• Exercise instructions
Please write out the text on Anthony McElrea Snodgrass below word for word, in full.

Anthony McElrea Snodgrass FBA (born 7 July 1934) is an academic and archaeologist noted for his work on Archaic Greece.

Biography
Born to William McElrea and Kathleen (Owen) Snodgrass, he gained his M.A. and D.Phil in 1963. He is Emeritus Professor in Classical Archaeology at the University of Cambridge and a specialist in Archaic Greece. He is a Fellow of Clare College and of the McDonald Institute for Archaeological Research. He chairs the British Committee for the Reunification of the Parthenon Marbles. 

He taught at Edinburgh University from 1961 to 1976 making the move down to Cambridge University in the same year. While there he was appointed the sixth Laurence Professor of Classical Archaeology from 1976 to 2001. He was elected a Fellow of the British Academy in 1979 and was Vice-President from 1990 to 1992. He currently resides in Cambridge.

Works
Early Greek Armour and Weapons, Aldine (Hawthorne, NY), 1964.

Source data
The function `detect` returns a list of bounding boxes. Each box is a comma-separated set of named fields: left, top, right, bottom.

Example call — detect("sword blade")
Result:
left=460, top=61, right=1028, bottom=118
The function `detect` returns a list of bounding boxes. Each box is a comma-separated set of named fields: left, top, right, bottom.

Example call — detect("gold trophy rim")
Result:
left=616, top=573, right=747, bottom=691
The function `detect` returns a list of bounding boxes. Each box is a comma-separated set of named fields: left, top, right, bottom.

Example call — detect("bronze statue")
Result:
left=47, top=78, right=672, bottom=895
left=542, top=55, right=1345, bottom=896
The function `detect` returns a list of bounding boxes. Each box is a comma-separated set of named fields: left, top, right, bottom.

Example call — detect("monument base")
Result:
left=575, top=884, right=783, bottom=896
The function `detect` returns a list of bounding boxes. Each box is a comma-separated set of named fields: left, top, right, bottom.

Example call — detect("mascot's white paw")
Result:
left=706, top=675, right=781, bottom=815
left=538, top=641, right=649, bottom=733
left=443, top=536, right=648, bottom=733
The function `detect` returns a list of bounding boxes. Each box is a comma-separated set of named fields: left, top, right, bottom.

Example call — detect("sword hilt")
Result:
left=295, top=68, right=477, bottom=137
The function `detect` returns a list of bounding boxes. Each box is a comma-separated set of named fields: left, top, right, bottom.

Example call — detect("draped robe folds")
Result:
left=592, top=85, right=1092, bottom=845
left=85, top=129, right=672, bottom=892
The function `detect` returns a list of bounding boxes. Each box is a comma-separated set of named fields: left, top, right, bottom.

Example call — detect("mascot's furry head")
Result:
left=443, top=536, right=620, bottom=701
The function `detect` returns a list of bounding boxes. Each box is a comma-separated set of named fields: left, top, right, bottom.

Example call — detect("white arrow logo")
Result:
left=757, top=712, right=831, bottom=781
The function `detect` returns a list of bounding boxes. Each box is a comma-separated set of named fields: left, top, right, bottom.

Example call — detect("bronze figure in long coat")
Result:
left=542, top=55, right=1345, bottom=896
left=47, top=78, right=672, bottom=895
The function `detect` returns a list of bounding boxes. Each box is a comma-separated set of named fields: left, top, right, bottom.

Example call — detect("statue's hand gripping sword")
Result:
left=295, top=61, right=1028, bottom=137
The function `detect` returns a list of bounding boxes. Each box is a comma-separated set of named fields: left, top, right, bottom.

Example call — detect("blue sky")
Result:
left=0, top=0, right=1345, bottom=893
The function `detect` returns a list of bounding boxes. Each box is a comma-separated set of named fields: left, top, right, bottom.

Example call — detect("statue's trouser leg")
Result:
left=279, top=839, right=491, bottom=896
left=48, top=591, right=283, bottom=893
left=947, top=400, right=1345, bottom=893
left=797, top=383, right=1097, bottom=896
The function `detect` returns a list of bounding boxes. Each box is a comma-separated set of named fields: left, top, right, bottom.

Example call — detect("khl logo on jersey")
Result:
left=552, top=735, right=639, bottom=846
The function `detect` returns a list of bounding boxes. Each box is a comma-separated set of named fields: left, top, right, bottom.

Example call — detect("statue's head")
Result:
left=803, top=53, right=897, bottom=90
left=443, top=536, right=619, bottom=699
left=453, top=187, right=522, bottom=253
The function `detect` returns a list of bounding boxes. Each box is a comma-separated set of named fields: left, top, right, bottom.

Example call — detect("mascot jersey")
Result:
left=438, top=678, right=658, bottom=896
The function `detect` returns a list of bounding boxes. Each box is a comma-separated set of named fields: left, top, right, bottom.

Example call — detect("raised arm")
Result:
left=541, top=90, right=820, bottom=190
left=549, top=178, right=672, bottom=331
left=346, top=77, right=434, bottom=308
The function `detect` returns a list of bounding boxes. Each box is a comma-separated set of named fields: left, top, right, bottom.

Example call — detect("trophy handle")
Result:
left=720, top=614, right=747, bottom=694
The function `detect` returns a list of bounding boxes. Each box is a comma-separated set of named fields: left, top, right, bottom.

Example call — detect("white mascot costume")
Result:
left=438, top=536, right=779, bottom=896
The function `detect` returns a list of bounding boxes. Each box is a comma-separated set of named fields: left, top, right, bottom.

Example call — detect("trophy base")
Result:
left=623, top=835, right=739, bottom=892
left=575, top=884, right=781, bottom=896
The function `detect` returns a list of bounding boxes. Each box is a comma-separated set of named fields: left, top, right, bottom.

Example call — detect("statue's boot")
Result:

• Exercise result
Anthony McElrea Snodgrass FBA (born 7 July 1934) is an academic and archaeologist noted for his work on Archaic Greece.

Biography
Born to William McElrea and Kathleen (Owen) Snodgrass, he gained his M.A. and D.Phil in 1963. He is Emeritus Professor in Classical Archaeology at the University of Cambridge and a specialist in Archaic Greece. He is a Fellow of Clare College and of the McDonald Institute for Archaeological Research. He chairs the British Committee for the Reunification of the Parthenon Marbles. 

He taught at Edinburgh University from 1961 to 1976 making the move down to Cambridge University in the same year. While there he was appointed the sixth Laurence Professor of Classical Archaeology from 1976 to 2001. He was elected a Fellow of the British Academy in 1979 and was Vice-President from 1990 to 1992. He currently resides in Cambridge.

Works
Early Greek Armour and Weapons, Aldine (Hawthorne, NY), 1964.